> TO BE DONE:
**A)** Decide whether each statement agrees with the article on LDP and RSVP-TE. For each one, answer yes or no and quote the exact words from the article that settle it. (i) LDP FEC filtering works without any extra configuration. (ii) An LSP configured for Fast Reroute can get around a network failure in 50ms or less. (iii) Connecting 20 PEs in a full mesh with RSVP-TE requires configuring 19 LSPs on each node.
**B)** Rewrite everything from "Quick review of" down to "nodes running LDP." in the article on LDP and RSVP-TE, putting "neighbors" in place of "peers".

--- start of DOCUMENT PASSAGE ---

LDP or RSVP-TE? Why not both?
Introduction
Traditional arguments in the MPLS world include “which signaling protocol to use – LDP or RSVP-TE?” The traditional response is “Use LDP when you want simplicity, use RSVP-TE when you want bandwidth guarantees and 50ms reroute around failure”. Fair enough, but aren’t there any other parameters we should incorporate when making the decision for one or both of these protocols in our network? The article examines the implementations where a provider might use both side-by-side and LDPoRSVP-TE.
Quick review of LDP and RSVP-TE
Looking at LDP – this is the simplest of the signaling protocols to use for MPLS. Just by turning on LDP on the node/interface, labels automatically get advertised for each route in the routing table to all LDP peers. It couldn’t be any more simple – instant LSPs. That’s the good news. A full mesh of LSPs is automatically created amongst all the interconnected nodes running LDP.
The not-so-good news is that you have LSPs to everything in the routing table – whether you need them or not. We typically would never use an LSP to an interface address – but since interface addresses are in the routing table, labels are assigned and distributed for those addresses. LDP FEC filtering (or conditional label advertising) can address this issue, but usually requires some extra configuration.
The other thing about LDP is the limited QoS capability. We are able to use the EXP bits to incorporate “relative QoS” using LDP. Relative QoS basically means prioritization and queue scheduling. It is impossible to enforce guarantees with relative QoS, but with enough resources in the network this approach works well.
RSVP-TE creates an LSP when the parameters for the LSP are manually configured. If the parameters can be met based on the information in the traffic engineering database, RSVP-TE signaling is used to establish the connection (LSP). These parameters include destination and may include options such as: bandwidth requirements, link attribute requirements, explicit route requirements, backup and fast re-route etc.
The good news is that the LSP setup using RSVP-TE can guarantee the bandwidth requested. This is “hard QoS.” (Keep in mind that this is at the LSP-level, so care must be taken into managing the traffic and services that use the LSP.) Another piece of good news is that should there be a failure in the network, the LSP that is configured for Fast Reroute (FRR) can bypass the failure in 50ms or less. Fast re-route is the packet-world’s version of SONet protection. The idea is to try to make the packet layers as reliable as the circuit/physical layers.
The not-so-good news with RSVP-TE is that each LSP must be manually provisioned. Think about a network with 20 PE’s that need to be connected with a full mesh of LSPs. This requires the configuration of 19 LSP’s on each of the 20 nodes – otherwise known as the n-squared problem. And what happens when one node is removed or added to the network? This requires configuration to be done on all the nodes. Remember LDP automatically creates this full mesh just by turning on the protocol.

--- end of DOCUMENT PASSAGE ---
--- start of EXTRACTED RECORDS ---

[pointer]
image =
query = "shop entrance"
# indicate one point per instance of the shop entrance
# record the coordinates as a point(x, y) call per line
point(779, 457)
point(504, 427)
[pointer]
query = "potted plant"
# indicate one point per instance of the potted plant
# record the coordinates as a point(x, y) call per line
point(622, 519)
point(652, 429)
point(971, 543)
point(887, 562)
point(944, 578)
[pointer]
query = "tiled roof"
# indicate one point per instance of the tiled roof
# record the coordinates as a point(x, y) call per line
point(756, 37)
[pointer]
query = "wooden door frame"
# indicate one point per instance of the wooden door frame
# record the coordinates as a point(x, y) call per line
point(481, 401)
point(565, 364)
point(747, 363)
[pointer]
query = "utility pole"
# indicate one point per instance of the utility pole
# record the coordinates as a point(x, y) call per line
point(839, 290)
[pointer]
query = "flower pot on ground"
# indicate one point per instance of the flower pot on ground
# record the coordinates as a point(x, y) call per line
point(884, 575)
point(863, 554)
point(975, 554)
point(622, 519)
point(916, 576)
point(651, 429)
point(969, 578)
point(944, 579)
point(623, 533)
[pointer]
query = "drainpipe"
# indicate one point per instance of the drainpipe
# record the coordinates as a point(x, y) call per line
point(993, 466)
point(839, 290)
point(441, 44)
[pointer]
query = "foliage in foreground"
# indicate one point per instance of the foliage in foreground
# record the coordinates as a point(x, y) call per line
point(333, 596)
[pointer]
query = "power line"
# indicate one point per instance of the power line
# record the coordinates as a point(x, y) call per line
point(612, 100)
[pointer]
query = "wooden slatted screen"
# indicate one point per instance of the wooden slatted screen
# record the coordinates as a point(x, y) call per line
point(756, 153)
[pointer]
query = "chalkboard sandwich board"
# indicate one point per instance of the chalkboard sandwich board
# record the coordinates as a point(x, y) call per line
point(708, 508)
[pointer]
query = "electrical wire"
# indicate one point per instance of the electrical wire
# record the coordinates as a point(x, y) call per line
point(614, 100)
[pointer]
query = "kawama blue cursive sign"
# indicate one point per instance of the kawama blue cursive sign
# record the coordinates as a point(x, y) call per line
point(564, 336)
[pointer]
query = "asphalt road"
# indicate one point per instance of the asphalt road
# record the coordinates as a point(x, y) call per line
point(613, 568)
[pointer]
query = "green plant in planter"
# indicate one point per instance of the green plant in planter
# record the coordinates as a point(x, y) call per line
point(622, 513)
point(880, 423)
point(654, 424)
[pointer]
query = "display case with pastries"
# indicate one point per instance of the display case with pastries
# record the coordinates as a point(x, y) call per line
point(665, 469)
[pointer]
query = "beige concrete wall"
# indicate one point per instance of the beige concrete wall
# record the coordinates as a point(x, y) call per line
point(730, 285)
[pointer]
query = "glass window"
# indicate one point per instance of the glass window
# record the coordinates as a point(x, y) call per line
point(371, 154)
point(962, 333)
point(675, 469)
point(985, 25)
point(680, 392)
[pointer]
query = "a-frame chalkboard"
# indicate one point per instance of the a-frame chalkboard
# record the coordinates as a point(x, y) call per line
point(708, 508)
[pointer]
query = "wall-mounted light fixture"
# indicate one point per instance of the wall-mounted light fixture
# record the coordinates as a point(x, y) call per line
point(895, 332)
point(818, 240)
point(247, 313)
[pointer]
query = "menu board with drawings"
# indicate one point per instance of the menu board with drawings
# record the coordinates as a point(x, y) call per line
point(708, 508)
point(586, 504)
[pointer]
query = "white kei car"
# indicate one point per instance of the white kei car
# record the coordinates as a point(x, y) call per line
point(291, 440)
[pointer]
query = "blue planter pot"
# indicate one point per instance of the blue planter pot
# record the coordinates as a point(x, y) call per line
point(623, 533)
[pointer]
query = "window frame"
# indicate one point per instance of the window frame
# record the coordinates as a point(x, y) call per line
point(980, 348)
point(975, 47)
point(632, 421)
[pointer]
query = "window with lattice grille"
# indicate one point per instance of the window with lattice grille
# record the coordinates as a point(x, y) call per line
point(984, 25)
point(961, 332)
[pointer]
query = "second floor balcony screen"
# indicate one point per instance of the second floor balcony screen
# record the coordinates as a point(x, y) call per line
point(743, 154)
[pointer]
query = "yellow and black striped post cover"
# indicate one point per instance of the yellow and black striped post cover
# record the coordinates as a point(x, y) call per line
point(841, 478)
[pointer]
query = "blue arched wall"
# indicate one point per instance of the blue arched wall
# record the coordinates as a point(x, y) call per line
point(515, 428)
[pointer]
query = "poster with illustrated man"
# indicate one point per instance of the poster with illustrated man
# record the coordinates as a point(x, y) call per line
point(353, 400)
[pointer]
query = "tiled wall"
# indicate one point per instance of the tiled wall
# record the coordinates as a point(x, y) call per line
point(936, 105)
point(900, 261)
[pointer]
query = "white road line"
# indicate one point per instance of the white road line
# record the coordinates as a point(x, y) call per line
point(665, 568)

--- end of EXTRACTED RECORDS ---
--- start of EXTRACTED RECORDS ---

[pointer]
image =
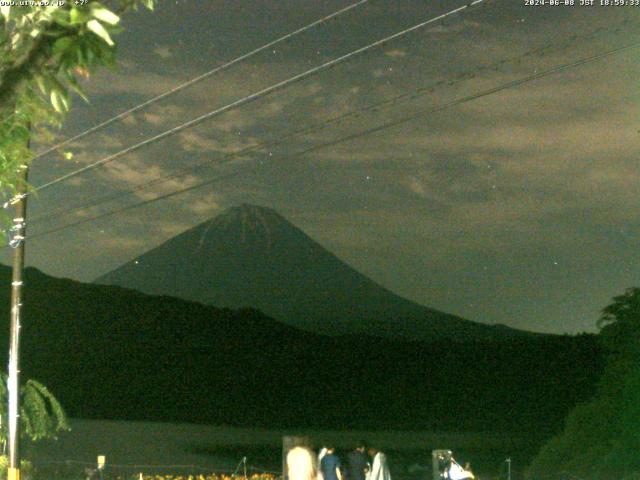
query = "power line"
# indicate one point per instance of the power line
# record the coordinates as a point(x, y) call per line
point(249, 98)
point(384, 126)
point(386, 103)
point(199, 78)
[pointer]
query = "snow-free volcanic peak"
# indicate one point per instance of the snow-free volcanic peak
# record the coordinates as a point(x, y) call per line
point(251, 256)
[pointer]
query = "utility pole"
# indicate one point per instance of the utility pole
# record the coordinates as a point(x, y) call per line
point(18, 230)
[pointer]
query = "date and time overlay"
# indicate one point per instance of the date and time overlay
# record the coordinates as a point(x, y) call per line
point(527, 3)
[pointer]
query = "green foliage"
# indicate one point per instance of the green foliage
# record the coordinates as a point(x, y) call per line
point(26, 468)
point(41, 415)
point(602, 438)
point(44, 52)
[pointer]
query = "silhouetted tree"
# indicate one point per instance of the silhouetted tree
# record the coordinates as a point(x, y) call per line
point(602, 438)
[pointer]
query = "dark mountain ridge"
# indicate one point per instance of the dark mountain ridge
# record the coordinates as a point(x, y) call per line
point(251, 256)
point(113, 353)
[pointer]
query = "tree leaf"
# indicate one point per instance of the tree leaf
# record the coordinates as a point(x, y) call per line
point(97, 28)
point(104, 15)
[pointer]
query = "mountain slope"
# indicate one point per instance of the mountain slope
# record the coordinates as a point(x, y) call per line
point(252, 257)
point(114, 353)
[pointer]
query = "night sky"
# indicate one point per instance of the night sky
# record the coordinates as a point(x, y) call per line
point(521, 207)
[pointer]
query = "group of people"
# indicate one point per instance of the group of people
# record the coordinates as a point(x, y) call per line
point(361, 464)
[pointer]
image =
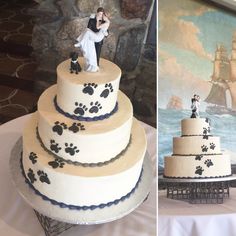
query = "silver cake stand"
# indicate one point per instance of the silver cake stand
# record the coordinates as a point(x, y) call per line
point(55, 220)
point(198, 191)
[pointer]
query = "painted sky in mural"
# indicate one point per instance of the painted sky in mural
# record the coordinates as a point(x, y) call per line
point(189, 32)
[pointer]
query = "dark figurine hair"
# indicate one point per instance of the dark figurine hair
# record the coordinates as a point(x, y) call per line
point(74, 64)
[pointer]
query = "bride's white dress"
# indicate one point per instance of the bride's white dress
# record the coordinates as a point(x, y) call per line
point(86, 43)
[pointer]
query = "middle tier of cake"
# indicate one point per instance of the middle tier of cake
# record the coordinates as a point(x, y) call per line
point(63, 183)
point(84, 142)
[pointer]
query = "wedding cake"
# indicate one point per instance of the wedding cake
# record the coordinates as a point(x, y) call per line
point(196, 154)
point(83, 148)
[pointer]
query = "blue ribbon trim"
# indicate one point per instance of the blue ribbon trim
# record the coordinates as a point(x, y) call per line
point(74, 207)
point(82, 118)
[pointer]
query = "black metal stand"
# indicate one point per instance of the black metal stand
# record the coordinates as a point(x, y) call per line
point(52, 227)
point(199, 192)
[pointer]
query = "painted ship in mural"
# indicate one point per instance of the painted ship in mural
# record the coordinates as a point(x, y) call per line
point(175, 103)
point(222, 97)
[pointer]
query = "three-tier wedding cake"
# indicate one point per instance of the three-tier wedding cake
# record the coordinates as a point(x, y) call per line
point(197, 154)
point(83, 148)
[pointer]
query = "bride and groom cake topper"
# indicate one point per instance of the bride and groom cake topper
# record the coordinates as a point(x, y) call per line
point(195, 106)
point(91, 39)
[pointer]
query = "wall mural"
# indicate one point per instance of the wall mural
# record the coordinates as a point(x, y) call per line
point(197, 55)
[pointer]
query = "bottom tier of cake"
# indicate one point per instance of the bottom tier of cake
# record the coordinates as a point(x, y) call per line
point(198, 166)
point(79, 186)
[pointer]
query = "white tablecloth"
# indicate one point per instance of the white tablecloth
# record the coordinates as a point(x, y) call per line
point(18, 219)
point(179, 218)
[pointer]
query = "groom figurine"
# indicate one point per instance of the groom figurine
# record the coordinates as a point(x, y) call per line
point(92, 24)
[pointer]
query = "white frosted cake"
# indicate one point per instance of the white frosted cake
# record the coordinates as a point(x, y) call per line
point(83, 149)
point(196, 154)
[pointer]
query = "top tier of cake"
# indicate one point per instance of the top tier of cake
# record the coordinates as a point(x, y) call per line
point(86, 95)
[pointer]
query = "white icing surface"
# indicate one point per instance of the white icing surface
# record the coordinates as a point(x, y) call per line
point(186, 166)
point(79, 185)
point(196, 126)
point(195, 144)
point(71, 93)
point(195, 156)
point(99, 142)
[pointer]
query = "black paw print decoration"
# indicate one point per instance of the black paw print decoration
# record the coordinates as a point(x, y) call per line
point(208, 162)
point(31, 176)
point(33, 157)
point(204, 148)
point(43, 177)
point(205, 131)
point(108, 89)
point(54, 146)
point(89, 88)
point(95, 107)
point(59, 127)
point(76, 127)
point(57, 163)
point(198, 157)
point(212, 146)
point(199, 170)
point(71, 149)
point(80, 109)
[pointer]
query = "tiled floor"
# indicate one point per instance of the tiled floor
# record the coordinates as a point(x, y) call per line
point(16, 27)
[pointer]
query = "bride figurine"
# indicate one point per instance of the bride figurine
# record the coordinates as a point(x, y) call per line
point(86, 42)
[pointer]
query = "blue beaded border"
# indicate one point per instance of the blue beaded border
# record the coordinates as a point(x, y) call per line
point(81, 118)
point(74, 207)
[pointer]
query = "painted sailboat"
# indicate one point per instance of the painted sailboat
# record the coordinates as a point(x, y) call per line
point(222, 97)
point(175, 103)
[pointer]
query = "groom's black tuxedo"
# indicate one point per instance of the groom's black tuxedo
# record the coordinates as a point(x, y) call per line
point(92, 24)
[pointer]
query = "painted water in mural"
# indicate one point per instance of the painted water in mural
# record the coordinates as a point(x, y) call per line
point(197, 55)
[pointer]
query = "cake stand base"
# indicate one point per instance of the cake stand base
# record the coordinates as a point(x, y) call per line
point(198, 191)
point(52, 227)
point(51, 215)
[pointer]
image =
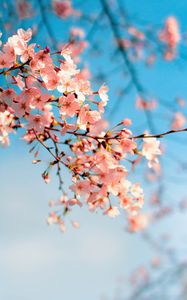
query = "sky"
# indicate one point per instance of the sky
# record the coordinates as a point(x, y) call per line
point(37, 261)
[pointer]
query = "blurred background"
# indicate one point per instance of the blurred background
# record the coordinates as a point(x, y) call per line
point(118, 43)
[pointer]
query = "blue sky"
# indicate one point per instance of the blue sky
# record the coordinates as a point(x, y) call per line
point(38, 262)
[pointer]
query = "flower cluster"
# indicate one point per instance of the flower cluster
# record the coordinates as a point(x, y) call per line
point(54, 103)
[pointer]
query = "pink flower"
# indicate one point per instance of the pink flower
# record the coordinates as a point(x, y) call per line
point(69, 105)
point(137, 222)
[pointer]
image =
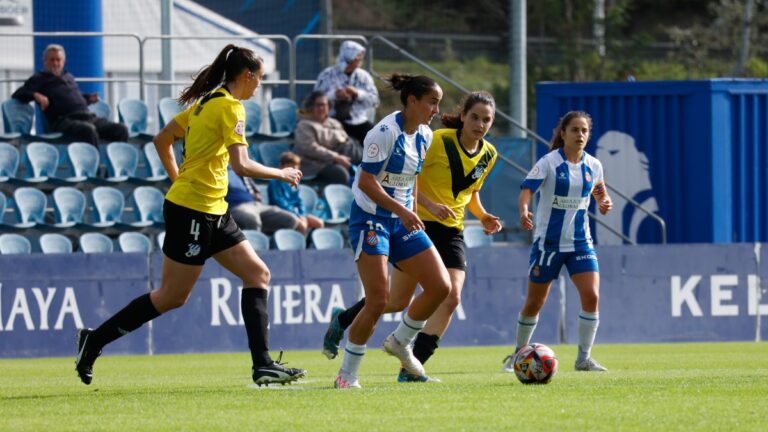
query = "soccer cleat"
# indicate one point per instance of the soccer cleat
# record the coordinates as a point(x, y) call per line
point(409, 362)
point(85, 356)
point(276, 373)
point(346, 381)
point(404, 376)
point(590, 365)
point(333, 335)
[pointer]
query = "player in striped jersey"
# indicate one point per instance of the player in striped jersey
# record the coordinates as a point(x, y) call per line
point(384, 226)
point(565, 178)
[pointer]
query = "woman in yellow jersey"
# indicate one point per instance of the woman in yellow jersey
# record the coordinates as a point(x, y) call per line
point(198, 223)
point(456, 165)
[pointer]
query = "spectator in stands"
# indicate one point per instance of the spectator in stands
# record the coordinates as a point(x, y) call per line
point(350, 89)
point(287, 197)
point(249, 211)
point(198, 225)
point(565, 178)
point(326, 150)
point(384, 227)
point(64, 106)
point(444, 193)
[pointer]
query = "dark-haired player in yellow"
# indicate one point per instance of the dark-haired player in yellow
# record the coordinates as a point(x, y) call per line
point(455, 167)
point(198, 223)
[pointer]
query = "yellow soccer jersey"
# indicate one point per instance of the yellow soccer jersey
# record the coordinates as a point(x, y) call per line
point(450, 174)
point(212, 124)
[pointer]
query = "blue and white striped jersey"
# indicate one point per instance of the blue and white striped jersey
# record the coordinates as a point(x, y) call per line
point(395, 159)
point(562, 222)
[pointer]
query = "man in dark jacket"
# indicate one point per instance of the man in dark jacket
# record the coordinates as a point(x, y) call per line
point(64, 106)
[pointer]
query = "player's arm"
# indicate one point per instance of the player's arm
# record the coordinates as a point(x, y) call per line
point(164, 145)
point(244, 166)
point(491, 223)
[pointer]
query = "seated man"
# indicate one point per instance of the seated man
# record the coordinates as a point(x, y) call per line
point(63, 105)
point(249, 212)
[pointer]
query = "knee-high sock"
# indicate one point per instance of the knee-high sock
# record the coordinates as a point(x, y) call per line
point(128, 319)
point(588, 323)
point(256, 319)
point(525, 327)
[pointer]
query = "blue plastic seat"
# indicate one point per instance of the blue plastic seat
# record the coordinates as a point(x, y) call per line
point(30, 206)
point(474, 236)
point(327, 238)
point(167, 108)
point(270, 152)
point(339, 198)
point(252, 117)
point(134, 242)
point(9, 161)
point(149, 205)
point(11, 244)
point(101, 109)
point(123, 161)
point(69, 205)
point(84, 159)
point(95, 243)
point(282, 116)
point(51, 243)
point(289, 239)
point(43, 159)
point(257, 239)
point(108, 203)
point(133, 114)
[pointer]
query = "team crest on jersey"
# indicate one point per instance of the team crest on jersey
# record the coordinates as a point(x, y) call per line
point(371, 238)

--- end of EXTRACTED RECORDS ---

> SOLVED PROBLEMS:
**A)**
(i) No: "LDP FEC filtering (or conditional label advertising) can address this issue, but usually requires some extra configuration."
(ii) Yes: "the LSP that is configured for Fast Reroute (FRR) can bypass the failure in 50ms or less."
(iii) Yes: "This requires the configuration of 19 LSP’s on each of the 20 nodes"

**B)**
Quick review of LDP and RSVP-TE
Looking at LDP – this is the simplest of the signaling protocols to use for MPLS. Just by turning on LDP on the node/interface, labels automatically get advertised for each route in the routing table to all LDP neighbors. It couldn’t be any more simple – instant LSPs. That’s the good news. A full mesh of LSPs is automatically created amongst all the interconnected nodes running LDP.